■ WHAT IS REQUIRED
Print the whole listing exactly.
---- ROWS
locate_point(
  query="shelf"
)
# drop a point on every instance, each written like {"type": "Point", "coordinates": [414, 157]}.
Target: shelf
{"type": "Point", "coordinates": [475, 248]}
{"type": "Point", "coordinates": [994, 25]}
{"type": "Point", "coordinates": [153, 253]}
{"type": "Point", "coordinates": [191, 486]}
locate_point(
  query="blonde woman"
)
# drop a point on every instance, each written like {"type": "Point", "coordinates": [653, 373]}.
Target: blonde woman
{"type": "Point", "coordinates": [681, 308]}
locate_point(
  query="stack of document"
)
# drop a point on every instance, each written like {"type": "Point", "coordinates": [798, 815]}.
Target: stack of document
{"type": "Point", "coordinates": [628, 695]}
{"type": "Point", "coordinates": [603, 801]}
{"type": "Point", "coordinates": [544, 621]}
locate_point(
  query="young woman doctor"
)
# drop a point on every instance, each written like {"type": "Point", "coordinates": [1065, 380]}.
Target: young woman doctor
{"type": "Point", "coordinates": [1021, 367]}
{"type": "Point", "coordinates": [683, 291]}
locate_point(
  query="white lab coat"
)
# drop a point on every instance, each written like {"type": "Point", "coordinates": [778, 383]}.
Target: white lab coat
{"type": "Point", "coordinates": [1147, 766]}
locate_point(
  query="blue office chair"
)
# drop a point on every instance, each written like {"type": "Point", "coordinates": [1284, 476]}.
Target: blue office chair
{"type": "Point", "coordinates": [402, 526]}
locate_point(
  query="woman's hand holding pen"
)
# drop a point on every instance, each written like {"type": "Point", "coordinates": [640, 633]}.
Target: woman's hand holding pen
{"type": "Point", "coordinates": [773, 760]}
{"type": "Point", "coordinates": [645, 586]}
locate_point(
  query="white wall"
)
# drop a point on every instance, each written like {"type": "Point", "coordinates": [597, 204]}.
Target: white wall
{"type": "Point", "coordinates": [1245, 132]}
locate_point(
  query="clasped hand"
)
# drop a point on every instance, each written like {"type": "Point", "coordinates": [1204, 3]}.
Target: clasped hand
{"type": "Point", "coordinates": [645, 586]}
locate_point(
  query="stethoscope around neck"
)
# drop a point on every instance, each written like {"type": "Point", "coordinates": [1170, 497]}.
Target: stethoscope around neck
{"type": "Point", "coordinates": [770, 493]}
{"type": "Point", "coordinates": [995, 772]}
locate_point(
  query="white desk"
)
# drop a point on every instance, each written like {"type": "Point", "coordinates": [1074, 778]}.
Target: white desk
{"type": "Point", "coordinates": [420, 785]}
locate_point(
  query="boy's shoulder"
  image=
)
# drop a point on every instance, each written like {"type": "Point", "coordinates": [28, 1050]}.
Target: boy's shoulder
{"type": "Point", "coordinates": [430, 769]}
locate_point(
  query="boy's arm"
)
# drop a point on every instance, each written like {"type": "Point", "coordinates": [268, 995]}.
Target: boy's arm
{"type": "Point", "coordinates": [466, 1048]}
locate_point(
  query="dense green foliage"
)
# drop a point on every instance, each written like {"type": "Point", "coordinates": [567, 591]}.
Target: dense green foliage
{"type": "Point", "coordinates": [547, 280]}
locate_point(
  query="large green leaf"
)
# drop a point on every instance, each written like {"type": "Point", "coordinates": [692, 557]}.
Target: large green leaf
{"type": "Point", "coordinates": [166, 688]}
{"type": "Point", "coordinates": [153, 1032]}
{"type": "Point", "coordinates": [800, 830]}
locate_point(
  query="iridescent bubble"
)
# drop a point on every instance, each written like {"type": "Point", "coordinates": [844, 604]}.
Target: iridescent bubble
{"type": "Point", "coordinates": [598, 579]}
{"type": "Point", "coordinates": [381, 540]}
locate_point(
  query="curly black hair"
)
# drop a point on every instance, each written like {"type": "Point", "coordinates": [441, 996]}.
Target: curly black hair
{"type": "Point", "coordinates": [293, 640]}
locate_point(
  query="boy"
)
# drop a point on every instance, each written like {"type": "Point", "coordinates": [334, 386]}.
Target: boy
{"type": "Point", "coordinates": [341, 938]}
--------
■ SOLVED EXERCISE
locate_point(
  query="shelf"
)
# drop a point on every instance, each written like {"type": "Point", "coordinates": [414, 157]}.
Target: shelf
{"type": "Point", "coordinates": [475, 248]}
{"type": "Point", "coordinates": [994, 25]}
{"type": "Point", "coordinates": [153, 253]}
{"type": "Point", "coordinates": [191, 486]}
locate_point(
  query="blonde woman"
)
# drop a point on every instance, each written like {"type": "Point", "coordinates": [653, 373]}.
Target: blonde woman
{"type": "Point", "coordinates": [681, 308]}
locate_point(
  query="stack of document"
)
# drop a point on every instance, each written like {"type": "Point", "coordinates": [798, 815]}.
Target: stack of document
{"type": "Point", "coordinates": [628, 695]}
{"type": "Point", "coordinates": [603, 801]}
{"type": "Point", "coordinates": [544, 621]}
locate_point(
  query="young woman doctor"
)
# drop a point on every instance, each written like {"type": "Point", "coordinates": [1065, 380]}.
Target: young woman doctor
{"type": "Point", "coordinates": [1021, 367]}
{"type": "Point", "coordinates": [683, 291]}
locate_point(
  query="white lab coat"
)
# drop a point on every instance, each written like {"type": "Point", "coordinates": [778, 383]}.
Target: white lab coat
{"type": "Point", "coordinates": [1147, 766]}
locate_point(
  query="blue office chair"
)
# drop a point on every instance, each written like {"type": "Point", "coordinates": [1284, 476]}.
Target: blue office chair
{"type": "Point", "coordinates": [402, 526]}
locate_point(
  query="woman's hand holding pen"
)
# drop a point on every instance, each written like {"type": "Point", "coordinates": [640, 633]}.
Target: woman's hand holding pen
{"type": "Point", "coordinates": [773, 760]}
{"type": "Point", "coordinates": [645, 586]}
locate_point(
  query="white wall"
)
# drop a point on every instance, each written like {"type": "Point", "coordinates": [597, 204]}.
Target: white wall
{"type": "Point", "coordinates": [1245, 132]}
locate_point(
  query="clasped hand"
)
# drop a point on every instance, each written like {"type": "Point", "coordinates": [1204, 3]}.
Target: clasped hand
{"type": "Point", "coordinates": [645, 586]}
locate_point(
  query="stethoscope around neck"
)
# drop a point on every instance, each written like {"type": "Point", "coordinates": [1170, 497]}.
Target: stethoscope around neck
{"type": "Point", "coordinates": [770, 493]}
{"type": "Point", "coordinates": [995, 772]}
locate_point(
  query="white desk"
)
# drop a point on every instance, each written like {"type": "Point", "coordinates": [1074, 778]}.
Target: white desk
{"type": "Point", "coordinates": [420, 785]}
locate_point(
  query="boy's shoulder"
  image=
)
# drop a point on every instance, each written like {"type": "Point", "coordinates": [28, 1050]}.
Target: boy's shoulder
{"type": "Point", "coordinates": [430, 769]}
locate_point(
  query="boy's arm"
)
# drop a point on every instance, each written like {"type": "Point", "coordinates": [268, 995]}.
Target: boy's arm
{"type": "Point", "coordinates": [466, 1048]}
locate_point(
  query="dense green foliage"
)
# drop a point on every instance, each written like {"type": "Point", "coordinates": [567, 591]}.
Target: dense green foliage
{"type": "Point", "coordinates": [547, 280]}
locate_point(
  query="large green leaf"
)
# drop a point on every instance, each written like {"type": "Point", "coordinates": [692, 557]}.
Target: large green leaf
{"type": "Point", "coordinates": [166, 688]}
{"type": "Point", "coordinates": [153, 1032]}
{"type": "Point", "coordinates": [800, 830]}
locate_point(
  query="iridescent bubble"
)
# drop a point on every instance, each written like {"type": "Point", "coordinates": [844, 604]}.
Target: iridescent bubble
{"type": "Point", "coordinates": [598, 579]}
{"type": "Point", "coordinates": [381, 540]}
locate_point(
  query="curly black hair"
)
# drop a point on every instance, each written like {"type": "Point", "coordinates": [441, 996]}.
Target: curly black hair
{"type": "Point", "coordinates": [293, 640]}
locate_point(
  query="boy"
)
# drop a point on every instance, each written like {"type": "Point", "coordinates": [334, 386]}.
Target: boy
{"type": "Point", "coordinates": [341, 938]}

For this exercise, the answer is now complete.